_BRIEF_:
Please restate every record below word for word.

(GIVEN RECORDS Opens)

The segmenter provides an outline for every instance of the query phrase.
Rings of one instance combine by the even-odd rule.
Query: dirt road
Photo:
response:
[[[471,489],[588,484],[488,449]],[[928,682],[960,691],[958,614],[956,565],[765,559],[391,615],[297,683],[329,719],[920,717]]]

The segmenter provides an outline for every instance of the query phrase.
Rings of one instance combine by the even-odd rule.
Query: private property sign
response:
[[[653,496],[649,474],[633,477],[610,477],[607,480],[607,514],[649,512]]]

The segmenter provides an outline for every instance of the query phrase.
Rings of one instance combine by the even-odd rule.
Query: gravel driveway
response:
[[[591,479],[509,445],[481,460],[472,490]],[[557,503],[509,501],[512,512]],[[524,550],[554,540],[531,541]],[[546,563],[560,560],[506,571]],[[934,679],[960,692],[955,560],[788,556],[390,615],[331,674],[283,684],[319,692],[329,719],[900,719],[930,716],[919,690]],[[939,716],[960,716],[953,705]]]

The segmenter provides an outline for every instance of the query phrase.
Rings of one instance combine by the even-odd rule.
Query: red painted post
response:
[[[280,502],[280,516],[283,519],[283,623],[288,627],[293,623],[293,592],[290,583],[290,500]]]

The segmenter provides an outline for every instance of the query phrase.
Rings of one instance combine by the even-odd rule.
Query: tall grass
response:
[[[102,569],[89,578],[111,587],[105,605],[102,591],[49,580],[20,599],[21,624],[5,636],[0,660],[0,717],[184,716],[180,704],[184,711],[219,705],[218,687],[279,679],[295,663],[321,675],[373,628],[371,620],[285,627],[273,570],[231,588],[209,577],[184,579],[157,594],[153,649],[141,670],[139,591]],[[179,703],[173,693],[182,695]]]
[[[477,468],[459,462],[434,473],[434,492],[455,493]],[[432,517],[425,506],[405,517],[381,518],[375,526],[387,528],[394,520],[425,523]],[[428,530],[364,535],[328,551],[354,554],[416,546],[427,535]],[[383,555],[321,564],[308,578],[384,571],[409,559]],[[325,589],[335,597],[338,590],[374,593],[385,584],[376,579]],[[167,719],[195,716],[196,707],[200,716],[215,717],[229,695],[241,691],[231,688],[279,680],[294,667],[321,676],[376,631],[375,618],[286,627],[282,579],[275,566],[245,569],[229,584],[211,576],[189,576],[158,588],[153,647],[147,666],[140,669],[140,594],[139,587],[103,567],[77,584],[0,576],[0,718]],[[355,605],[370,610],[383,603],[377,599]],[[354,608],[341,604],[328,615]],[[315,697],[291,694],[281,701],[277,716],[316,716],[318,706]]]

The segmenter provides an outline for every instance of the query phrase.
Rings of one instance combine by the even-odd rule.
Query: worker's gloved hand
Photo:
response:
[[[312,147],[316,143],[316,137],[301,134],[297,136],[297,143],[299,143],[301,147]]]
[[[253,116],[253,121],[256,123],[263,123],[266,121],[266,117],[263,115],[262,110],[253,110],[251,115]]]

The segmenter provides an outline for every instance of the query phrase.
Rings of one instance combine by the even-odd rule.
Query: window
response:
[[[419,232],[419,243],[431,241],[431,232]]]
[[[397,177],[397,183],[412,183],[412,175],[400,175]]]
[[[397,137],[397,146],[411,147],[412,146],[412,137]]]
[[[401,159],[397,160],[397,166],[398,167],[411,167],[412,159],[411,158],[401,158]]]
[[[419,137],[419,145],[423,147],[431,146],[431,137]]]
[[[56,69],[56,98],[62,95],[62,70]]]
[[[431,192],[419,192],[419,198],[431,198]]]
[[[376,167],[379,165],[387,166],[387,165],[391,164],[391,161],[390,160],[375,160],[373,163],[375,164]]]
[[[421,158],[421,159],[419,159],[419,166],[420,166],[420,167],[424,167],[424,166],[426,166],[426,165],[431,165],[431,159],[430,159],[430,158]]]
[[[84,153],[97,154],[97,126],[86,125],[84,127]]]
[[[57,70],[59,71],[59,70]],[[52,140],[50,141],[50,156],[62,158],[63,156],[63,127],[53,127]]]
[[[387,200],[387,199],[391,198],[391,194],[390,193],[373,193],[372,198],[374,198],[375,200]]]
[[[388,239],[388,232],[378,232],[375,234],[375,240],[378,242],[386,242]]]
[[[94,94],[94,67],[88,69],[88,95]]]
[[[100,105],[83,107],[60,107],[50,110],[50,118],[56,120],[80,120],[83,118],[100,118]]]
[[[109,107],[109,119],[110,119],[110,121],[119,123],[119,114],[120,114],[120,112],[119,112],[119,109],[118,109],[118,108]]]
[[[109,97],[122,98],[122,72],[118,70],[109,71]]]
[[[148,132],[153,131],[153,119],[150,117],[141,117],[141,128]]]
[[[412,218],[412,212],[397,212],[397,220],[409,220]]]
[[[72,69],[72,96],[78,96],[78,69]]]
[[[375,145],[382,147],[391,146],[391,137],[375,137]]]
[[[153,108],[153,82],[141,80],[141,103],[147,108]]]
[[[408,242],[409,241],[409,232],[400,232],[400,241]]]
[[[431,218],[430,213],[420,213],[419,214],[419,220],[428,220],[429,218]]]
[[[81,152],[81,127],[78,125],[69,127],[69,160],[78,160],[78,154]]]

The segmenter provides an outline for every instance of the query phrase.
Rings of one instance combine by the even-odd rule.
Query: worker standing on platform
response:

(GIVEN RECORDS Closes)

_RESULT OF THIS EXERCISE_:
The segmenter provides an outline for every instance of the query phrase.
Rings of one instance combine by the even-odd rule.
Query: dirt road
Photo:
response:
[[[471,489],[588,484],[488,449]],[[928,682],[960,691],[958,614],[956,565],[765,559],[391,615],[297,683],[329,719],[920,717]]]

The segmenter provides an outline for every instance of the query phrase.
Rings of one instance combine by the even-odd rule.
Query: private property sign
response:
[[[653,496],[649,474],[633,477],[610,477],[607,480],[607,514],[649,512]]]

The segmenter provides an outline for every instance of the query phrase.
Rings of one instance combine by the even-odd rule.
Query: gravel driveway
response:
[[[591,479],[509,445],[481,460],[472,490]],[[557,503],[509,501],[512,512]],[[524,550],[554,540],[531,541]],[[546,563],[560,560],[506,571]],[[934,679],[960,692],[955,560],[788,556],[390,615],[331,674],[283,684],[319,692],[329,719],[900,719],[930,716],[919,690]],[[939,716],[960,716],[953,705]]]

The segmenter provides an outline for every instance of the query phrase.
Rings of one instance combine by the even-odd rule.
Query: red painted post
response:
[[[280,502],[280,516],[283,519],[283,623],[288,627],[293,623],[293,592],[290,583],[290,500]]]

The segmenter provides an outline for every instance of the query phrase.
Rings of one instance combine by the even-odd rule.
Query: tall grass
response:
[[[102,569],[89,578],[111,587],[105,605],[102,591],[49,580],[20,599],[21,624],[5,636],[0,660],[0,717],[184,716],[180,704],[184,711],[219,705],[218,687],[279,679],[295,663],[321,675],[373,628],[371,620],[285,627],[273,570],[231,588],[209,577],[184,579],[157,594],[153,649],[141,670],[139,591]],[[179,703],[173,693],[182,695]]]
[[[477,468],[459,462],[434,473],[434,492],[455,493]],[[432,517],[425,506],[405,517],[381,518],[375,526],[387,528],[394,520],[425,523]],[[428,530],[364,535],[328,551],[354,554],[416,546],[427,535]],[[383,555],[321,564],[308,578],[384,571],[409,559]],[[325,589],[335,597],[338,590],[374,593],[385,584],[376,579]],[[167,719],[195,716],[196,707],[200,716],[215,717],[229,695],[241,691],[231,688],[279,680],[294,667],[321,676],[376,631],[375,618],[286,627],[282,579],[275,566],[245,569],[229,584],[211,576],[189,576],[158,588],[153,647],[147,666],[140,669],[140,594],[139,587],[103,567],[77,584],[0,576],[0,718]],[[355,605],[370,610],[383,603],[377,599]],[[354,608],[341,604],[328,615]],[[315,697],[291,694],[281,701],[277,716],[316,716],[318,706]]]

The segmenter provides an outline for every instance of the query phrase.
Rings of one instance combine by the even-odd rule.
Query: worker's gloved hand
Photo:
response:
[[[312,147],[316,143],[316,137],[301,134],[297,136],[297,143],[299,143],[301,147]]]
[[[253,116],[253,121],[256,123],[263,123],[266,121],[266,117],[263,115],[262,110],[253,110],[251,115]]]

The segmenter provides an outline for every instance of the query phrase.
Rings of one instance combine by the even-odd rule.
Query: window
response:
[[[419,232],[419,243],[431,241],[431,232]]]
[[[397,177],[397,183],[412,183],[412,175],[400,175]]]
[[[397,137],[397,146],[411,147],[412,146],[412,137]]]
[[[401,159],[397,160],[397,166],[398,167],[411,167],[412,159],[411,158],[401,158]]]
[[[419,137],[419,145],[423,147],[431,146],[431,137]]]
[[[56,69],[56,98],[62,95],[62,70]]]
[[[431,192],[419,192],[419,198],[431,198]]]
[[[376,167],[379,165],[387,166],[387,165],[391,164],[391,161],[390,160],[375,160],[373,163],[375,164]]]
[[[421,158],[421,159],[419,159],[419,166],[420,166],[420,167],[424,167],[424,166],[426,166],[426,165],[431,165],[431,159],[430,159],[430,158]]]
[[[84,153],[97,154],[97,126],[86,125],[84,127]]]
[[[57,70],[59,71],[59,70]],[[52,140],[50,141],[50,156],[62,158],[63,156],[63,127],[53,127]]]
[[[387,200],[387,199],[391,198],[391,194],[390,193],[373,193],[372,198],[374,198],[375,200]]]
[[[388,239],[388,232],[378,232],[375,234],[375,240],[378,242],[386,242]]]
[[[94,94],[94,67],[88,69],[88,95]]]
[[[100,105],[83,107],[60,107],[50,110],[50,118],[56,120],[80,120],[83,118],[100,118]]]
[[[109,107],[109,119],[110,119],[110,121],[119,123],[119,114],[120,114],[120,112],[119,112],[119,109],[118,109],[118,108]]]
[[[109,97],[122,98],[122,72],[118,70],[109,71]]]
[[[148,132],[153,131],[153,119],[150,117],[141,117],[141,128]]]
[[[412,218],[412,212],[397,212],[397,220],[409,220]]]
[[[72,69],[72,96],[78,96],[78,69]]]
[[[375,145],[382,147],[391,146],[391,137],[375,137]]]
[[[153,108],[153,82],[141,80],[141,103],[147,108]]]
[[[408,242],[409,241],[409,232],[400,232],[400,241]]]
[[[431,218],[430,213],[420,213],[419,214],[419,220],[428,220],[429,218]]]
[[[81,152],[81,127],[78,125],[69,127],[69,160],[78,160],[78,154]]]

The segmenter provides an outline for every instance of the query phrase.
Rings of one instance combine by the even-odd rule.
Query: worker standing on platform
response:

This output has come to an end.